Exercise description
Render every line from the start of the rows through the line containing "[107,101,390,265]" as a Markdown table with two columns, Line and Text, where Line holds a running number. Omit blank lines.

Extracted data
— begin —

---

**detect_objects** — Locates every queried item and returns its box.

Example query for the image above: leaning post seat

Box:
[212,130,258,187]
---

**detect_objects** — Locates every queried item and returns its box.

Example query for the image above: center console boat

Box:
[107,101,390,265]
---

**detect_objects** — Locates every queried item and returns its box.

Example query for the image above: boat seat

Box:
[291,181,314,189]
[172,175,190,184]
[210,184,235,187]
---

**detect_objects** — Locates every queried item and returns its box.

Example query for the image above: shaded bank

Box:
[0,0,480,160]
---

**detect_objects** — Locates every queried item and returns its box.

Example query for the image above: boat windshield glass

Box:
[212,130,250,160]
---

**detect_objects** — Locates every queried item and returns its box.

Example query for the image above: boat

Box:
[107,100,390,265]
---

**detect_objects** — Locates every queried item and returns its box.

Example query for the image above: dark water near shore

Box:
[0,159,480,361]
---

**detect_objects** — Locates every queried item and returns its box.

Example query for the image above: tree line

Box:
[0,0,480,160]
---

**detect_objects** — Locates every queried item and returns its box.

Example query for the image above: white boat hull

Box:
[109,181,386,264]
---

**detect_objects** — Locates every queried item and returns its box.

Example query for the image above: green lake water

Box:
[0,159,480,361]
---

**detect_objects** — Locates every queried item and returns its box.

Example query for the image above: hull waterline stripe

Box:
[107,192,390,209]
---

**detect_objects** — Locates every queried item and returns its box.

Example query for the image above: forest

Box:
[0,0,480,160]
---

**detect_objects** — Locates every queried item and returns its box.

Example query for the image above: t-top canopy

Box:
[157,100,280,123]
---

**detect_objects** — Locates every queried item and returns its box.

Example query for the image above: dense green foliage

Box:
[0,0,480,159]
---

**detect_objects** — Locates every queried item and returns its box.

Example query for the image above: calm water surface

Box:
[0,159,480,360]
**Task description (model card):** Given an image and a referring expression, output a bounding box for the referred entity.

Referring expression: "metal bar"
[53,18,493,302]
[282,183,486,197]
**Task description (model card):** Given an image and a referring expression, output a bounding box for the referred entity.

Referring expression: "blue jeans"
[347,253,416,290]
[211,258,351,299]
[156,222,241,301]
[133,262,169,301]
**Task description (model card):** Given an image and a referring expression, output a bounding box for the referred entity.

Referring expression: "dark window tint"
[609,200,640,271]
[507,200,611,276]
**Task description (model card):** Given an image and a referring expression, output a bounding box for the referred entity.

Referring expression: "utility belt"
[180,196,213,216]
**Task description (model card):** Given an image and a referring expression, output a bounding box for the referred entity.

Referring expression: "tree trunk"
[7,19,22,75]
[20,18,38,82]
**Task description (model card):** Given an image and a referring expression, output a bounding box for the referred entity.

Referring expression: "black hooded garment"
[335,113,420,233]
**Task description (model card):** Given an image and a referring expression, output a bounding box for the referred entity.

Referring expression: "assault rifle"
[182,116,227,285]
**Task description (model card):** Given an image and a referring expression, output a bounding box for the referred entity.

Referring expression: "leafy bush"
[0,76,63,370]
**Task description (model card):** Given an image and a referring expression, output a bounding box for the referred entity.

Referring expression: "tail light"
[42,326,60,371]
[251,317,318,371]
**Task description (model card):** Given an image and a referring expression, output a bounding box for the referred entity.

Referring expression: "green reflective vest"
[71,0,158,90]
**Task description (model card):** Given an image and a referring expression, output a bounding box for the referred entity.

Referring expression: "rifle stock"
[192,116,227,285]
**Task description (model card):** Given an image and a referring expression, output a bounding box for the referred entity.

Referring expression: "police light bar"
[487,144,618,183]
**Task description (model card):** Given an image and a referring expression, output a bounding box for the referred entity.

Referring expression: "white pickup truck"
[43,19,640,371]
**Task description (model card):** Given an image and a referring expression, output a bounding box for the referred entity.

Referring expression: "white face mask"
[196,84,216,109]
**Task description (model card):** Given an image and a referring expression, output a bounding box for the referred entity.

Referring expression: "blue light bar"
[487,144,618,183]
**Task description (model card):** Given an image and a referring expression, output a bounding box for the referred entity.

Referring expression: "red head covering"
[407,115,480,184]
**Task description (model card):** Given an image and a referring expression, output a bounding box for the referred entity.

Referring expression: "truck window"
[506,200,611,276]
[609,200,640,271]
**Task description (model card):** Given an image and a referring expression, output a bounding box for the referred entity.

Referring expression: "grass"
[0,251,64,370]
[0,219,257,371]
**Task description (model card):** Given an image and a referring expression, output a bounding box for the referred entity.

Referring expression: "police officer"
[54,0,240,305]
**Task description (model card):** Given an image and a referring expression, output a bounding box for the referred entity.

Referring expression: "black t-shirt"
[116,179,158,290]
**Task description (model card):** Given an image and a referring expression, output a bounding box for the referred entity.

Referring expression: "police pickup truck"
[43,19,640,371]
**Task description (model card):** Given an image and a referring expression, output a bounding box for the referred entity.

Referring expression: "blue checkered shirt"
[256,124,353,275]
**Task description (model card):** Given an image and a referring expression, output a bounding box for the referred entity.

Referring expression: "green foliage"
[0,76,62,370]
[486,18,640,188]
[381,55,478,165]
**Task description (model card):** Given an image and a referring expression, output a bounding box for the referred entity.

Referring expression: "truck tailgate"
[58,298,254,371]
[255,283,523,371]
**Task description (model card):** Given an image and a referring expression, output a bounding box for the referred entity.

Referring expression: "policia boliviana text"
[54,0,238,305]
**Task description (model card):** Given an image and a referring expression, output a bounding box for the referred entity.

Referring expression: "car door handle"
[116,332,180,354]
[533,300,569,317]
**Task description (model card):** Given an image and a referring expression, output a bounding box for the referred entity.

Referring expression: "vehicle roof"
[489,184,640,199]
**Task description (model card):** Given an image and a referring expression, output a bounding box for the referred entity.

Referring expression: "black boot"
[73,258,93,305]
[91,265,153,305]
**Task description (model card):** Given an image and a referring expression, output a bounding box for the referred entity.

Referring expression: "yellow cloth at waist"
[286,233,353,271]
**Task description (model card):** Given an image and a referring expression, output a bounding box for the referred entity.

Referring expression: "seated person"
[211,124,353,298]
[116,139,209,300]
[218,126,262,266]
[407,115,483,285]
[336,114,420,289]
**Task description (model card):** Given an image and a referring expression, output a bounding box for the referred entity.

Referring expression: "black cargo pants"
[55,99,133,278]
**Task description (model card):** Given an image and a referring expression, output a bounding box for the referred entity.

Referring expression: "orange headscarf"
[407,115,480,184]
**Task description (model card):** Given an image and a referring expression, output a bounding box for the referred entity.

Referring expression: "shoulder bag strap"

— end —

Finished task
| Line | Text |
|---|---|
| 1 | --- |
| 2 | **detect_objects** — Locates every queried item and returns its box. |
| 3 | Example query for the image above: leaning post seat |
| 4 | Box: |
| 5 | [212,130,258,187] |
| 6 | --- |
| 7 | **detect_objects** — Locates every queried item and returns its box. |
| 8 | Example query for the image above: center console boat |
| 9 | Box: |
| 10 | [107,101,390,265] |